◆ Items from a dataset
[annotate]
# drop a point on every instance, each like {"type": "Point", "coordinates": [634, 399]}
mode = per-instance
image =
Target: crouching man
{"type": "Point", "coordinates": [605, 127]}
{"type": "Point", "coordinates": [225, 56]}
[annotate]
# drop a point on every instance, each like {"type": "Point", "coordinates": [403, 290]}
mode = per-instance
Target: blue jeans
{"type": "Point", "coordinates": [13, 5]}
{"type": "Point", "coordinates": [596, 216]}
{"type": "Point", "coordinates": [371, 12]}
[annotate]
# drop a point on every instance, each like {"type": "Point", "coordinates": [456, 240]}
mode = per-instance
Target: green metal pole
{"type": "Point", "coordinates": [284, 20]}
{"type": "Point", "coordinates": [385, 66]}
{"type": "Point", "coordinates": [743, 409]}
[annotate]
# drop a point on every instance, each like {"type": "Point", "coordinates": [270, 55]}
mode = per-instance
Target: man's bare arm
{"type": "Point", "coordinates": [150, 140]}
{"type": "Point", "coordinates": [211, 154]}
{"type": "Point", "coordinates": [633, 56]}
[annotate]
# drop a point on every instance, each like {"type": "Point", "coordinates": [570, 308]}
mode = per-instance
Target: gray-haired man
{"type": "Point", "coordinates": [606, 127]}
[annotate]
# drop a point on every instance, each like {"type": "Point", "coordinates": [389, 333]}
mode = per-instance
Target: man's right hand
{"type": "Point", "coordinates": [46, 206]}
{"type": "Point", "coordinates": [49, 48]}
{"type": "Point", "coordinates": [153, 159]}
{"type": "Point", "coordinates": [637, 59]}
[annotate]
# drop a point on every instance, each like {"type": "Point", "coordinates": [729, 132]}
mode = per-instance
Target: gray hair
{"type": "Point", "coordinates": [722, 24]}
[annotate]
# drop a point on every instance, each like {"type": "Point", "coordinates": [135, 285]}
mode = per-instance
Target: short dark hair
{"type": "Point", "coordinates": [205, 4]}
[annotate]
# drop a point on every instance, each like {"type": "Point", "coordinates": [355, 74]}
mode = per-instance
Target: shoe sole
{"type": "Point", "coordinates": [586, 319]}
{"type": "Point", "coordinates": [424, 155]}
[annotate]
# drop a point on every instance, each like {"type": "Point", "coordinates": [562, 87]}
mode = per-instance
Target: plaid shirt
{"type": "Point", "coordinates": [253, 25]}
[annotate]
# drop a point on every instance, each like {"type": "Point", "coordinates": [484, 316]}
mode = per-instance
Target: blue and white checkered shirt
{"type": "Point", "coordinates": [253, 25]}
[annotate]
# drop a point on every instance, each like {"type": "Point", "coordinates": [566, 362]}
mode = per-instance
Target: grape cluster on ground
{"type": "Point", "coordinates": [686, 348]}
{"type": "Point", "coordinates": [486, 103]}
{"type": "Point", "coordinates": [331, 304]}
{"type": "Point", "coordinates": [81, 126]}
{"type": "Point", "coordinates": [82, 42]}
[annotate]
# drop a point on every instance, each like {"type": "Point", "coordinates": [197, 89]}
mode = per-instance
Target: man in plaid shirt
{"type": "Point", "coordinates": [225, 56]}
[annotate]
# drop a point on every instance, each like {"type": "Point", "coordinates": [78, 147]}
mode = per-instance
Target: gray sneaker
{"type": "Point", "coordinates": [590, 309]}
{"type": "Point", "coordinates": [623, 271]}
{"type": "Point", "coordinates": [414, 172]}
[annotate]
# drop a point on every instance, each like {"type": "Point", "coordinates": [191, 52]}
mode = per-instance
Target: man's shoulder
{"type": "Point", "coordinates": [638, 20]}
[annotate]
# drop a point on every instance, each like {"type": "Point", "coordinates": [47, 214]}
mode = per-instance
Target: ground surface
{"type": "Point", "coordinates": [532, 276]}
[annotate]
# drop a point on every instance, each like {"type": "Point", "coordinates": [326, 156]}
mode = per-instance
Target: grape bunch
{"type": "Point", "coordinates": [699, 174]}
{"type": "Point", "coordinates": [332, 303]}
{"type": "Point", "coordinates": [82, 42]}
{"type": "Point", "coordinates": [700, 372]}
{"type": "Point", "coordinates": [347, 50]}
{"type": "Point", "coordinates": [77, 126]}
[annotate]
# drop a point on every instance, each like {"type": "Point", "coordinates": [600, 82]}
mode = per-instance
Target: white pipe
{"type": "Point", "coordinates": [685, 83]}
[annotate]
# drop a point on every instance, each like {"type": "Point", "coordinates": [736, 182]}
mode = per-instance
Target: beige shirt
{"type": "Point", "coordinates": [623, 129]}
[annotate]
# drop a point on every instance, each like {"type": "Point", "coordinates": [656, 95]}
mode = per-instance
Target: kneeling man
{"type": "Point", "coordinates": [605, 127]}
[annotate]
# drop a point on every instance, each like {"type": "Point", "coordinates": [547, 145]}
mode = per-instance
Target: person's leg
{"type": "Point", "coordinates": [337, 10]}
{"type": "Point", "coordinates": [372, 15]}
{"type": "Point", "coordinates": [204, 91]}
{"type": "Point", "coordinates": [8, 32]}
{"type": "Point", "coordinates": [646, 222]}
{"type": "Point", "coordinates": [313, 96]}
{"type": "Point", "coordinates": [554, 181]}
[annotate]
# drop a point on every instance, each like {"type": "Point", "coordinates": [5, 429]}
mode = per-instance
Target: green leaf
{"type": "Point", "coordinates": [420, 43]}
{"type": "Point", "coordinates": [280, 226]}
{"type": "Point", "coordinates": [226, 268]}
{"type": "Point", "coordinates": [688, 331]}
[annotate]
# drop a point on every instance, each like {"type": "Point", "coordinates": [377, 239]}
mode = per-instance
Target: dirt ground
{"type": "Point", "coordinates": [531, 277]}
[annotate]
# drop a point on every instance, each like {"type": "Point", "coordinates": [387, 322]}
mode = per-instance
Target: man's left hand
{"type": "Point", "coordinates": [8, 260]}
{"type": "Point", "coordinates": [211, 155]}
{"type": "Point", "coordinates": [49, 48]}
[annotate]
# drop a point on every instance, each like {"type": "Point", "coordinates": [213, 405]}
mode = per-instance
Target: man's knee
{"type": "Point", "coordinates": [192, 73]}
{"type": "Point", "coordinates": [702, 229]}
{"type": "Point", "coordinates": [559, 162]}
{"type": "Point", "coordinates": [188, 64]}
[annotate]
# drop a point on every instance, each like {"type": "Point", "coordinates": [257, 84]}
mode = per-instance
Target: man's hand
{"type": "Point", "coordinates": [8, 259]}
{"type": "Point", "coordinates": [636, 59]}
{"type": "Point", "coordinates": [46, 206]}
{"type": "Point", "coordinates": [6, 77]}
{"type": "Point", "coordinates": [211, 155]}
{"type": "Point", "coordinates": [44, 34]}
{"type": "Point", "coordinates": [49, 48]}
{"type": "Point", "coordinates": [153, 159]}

...

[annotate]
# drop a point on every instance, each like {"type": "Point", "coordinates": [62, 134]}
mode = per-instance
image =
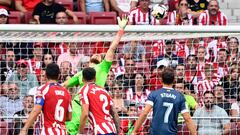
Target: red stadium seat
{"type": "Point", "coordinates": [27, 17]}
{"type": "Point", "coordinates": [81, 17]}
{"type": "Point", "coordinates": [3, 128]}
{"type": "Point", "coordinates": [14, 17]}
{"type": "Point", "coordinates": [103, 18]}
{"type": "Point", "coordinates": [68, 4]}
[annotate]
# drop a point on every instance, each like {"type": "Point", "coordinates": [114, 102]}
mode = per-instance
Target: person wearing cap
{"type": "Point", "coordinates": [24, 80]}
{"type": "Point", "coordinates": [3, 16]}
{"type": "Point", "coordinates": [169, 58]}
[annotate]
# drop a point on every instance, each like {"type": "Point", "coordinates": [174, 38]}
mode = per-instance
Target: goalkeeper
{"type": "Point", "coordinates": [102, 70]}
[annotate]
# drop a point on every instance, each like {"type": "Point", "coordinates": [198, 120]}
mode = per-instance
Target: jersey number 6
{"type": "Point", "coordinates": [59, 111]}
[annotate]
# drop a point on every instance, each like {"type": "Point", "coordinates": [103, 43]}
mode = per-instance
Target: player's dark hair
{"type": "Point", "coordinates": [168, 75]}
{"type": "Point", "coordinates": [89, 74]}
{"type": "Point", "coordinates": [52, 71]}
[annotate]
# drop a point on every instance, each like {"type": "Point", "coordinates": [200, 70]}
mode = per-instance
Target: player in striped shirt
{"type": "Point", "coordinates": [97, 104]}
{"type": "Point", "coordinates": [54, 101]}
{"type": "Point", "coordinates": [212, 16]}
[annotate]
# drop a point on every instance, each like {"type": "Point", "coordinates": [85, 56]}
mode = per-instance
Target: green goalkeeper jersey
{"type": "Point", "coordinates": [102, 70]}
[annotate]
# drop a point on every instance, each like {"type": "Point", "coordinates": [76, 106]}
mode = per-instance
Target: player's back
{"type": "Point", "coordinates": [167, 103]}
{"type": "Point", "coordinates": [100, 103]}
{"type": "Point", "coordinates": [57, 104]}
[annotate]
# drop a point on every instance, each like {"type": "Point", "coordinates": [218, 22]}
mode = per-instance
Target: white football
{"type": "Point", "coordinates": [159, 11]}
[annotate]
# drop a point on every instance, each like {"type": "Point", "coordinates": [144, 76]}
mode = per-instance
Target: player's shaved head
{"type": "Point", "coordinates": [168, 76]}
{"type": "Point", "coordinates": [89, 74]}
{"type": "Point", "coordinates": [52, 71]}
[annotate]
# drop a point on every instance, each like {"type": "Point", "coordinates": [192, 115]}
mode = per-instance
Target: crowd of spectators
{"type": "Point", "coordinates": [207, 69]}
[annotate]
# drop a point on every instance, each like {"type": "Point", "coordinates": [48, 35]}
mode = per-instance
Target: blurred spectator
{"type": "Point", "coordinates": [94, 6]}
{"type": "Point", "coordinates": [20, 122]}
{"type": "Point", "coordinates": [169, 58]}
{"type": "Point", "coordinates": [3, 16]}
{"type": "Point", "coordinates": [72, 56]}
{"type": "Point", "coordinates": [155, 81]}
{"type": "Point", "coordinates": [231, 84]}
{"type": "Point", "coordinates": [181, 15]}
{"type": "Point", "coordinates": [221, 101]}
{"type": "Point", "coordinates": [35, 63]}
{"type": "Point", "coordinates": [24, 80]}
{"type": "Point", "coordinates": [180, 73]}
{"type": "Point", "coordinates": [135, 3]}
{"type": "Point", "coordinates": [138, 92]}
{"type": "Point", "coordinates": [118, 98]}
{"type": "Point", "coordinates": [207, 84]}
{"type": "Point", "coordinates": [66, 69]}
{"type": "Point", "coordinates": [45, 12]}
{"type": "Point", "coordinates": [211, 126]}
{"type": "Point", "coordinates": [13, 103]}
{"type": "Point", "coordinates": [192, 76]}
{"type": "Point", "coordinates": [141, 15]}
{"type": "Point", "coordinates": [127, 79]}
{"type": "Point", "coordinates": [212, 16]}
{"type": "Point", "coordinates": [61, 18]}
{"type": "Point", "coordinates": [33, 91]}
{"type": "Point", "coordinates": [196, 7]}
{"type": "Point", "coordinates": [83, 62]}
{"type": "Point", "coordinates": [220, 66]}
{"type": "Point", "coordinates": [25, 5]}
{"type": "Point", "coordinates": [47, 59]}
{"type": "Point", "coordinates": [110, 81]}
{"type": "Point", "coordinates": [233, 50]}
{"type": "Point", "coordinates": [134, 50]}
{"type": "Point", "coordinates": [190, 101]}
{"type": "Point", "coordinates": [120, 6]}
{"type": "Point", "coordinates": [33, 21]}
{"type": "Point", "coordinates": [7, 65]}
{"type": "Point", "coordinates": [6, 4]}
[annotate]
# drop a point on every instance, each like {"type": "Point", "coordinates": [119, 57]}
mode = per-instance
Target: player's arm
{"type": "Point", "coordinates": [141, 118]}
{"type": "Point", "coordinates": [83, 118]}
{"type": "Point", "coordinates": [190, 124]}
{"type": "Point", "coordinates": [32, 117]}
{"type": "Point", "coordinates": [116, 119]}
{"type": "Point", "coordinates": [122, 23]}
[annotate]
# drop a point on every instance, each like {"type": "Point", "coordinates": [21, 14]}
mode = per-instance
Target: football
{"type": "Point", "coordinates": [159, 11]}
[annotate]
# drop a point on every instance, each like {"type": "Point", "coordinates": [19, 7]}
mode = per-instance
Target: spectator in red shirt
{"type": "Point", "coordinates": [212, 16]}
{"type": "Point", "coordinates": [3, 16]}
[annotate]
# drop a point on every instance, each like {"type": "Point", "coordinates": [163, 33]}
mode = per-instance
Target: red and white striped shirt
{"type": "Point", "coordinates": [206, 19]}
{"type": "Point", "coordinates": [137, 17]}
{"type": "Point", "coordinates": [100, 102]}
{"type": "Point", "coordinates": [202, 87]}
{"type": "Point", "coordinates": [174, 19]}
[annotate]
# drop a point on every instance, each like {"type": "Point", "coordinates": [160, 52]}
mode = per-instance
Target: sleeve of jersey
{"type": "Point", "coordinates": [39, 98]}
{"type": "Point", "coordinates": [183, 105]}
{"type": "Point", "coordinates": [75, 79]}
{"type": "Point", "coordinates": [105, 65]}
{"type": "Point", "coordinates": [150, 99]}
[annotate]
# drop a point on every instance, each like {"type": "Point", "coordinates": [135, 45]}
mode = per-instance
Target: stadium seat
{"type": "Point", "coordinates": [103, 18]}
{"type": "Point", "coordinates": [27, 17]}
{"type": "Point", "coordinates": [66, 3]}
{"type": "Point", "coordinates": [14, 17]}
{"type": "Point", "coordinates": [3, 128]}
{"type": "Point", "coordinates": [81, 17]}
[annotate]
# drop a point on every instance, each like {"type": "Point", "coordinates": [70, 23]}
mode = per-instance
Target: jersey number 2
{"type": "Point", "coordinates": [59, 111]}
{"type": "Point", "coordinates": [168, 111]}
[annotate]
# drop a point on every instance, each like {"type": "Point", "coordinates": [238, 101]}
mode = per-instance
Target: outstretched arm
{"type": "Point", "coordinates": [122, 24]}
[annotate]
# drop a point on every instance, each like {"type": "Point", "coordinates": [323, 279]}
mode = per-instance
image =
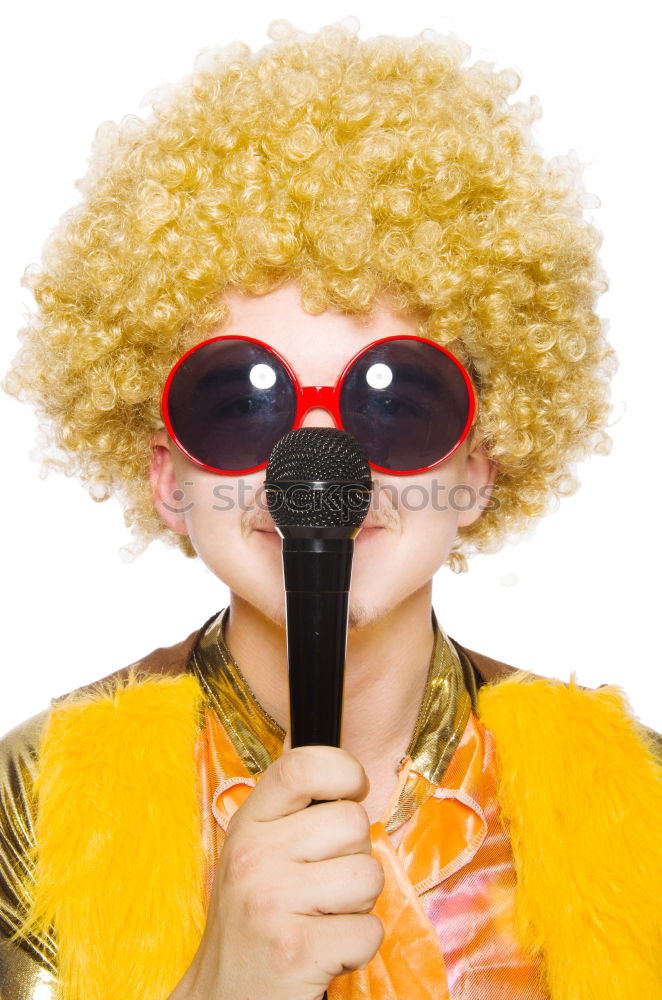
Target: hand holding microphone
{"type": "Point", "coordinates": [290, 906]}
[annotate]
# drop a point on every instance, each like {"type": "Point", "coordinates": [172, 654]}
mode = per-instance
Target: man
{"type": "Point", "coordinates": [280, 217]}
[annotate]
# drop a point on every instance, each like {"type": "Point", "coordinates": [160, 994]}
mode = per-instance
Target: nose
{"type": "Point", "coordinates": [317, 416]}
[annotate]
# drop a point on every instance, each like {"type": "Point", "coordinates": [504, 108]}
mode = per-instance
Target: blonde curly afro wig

◆ Aim
Count the lines in the rows that contain the string "number". Reply with the count alone.

◆ Solution to this exercise
2